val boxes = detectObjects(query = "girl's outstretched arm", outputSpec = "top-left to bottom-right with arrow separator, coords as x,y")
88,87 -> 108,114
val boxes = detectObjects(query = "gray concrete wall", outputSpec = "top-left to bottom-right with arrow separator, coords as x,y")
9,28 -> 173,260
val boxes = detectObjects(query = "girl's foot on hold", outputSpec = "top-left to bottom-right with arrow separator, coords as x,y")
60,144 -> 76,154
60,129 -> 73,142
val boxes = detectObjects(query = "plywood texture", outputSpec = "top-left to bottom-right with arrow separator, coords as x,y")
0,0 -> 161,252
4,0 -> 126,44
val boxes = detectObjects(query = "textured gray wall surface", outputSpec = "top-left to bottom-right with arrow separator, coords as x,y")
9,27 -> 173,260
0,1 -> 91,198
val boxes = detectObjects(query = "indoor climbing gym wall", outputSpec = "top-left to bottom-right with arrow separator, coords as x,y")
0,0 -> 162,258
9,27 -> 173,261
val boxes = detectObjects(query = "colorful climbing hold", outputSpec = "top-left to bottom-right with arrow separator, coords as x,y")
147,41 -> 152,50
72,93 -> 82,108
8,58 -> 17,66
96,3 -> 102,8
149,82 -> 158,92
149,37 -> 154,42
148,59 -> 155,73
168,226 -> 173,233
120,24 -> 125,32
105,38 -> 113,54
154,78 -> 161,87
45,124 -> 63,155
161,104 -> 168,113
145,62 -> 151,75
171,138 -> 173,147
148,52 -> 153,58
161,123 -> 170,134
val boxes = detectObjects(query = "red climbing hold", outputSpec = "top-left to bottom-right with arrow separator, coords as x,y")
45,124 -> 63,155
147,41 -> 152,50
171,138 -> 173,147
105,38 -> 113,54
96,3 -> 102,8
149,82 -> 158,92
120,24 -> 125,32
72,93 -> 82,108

▶ Work to be completed:
Retype the records above in full, matching each line exactly.

▶ Finished task:
val boxes = detectObjects(query = "girl's outstretched arm", outputSpec = "top-left to bottom-right with arrow separator, coords as x,y")
88,87 -> 108,114
val boxes = detectObjects(query = "gray concrete wall", outputSpec = "top-left to bottom-right with arrow separator, coords as x,y")
9,28 -> 173,260
val boxes = detectObjects(query = "girl's foot on hold", outputSpec = "top-left to bottom-right with arrow separator, coords as x,y")
60,144 -> 76,154
60,129 -> 73,142
val boxes = detectObjects(query = "plywood texture", outputSpec = "top-left to bottom-right with arrow separator, coords as x,y")
0,0 -> 161,252
4,0 -> 126,44
val boxes = detectObjects(query = "textured gray wall surface", outputSpec = "top-left to bottom-right with arrow separator, coords as x,y")
9,27 -> 173,260
0,1 -> 91,198
val boxes = detectObjects(query = "indoor climbing gym wall", outputSpec = "top-left to bottom-right with arrow separator, coords as x,y")
0,0 -> 162,258
9,27 -> 173,261
val boxes = detectObjects(query = "colorful climbing hold", outputSpec = "top-left to bottom-right with arrow separator, coords as x,y")
147,41 -> 152,50
72,93 -> 82,108
8,58 -> 17,66
96,3 -> 102,8
149,82 -> 158,92
149,37 -> 154,42
148,59 -> 155,73
168,226 -> 173,233
120,24 -> 125,32
105,38 -> 113,54
154,78 -> 161,87
45,124 -> 63,155
161,104 -> 168,113
145,62 -> 151,75
171,138 -> 173,147
148,52 -> 153,58
161,123 -> 170,134
val boxes = detectObjects(query = "red climbing hold", outputSpec = "top-left to bottom-right with arrow separator, coords as x,y")
45,124 -> 63,155
147,41 -> 152,50
171,138 -> 173,147
105,38 -> 113,54
96,3 -> 102,8
149,82 -> 158,92
120,24 -> 125,32
72,93 -> 82,108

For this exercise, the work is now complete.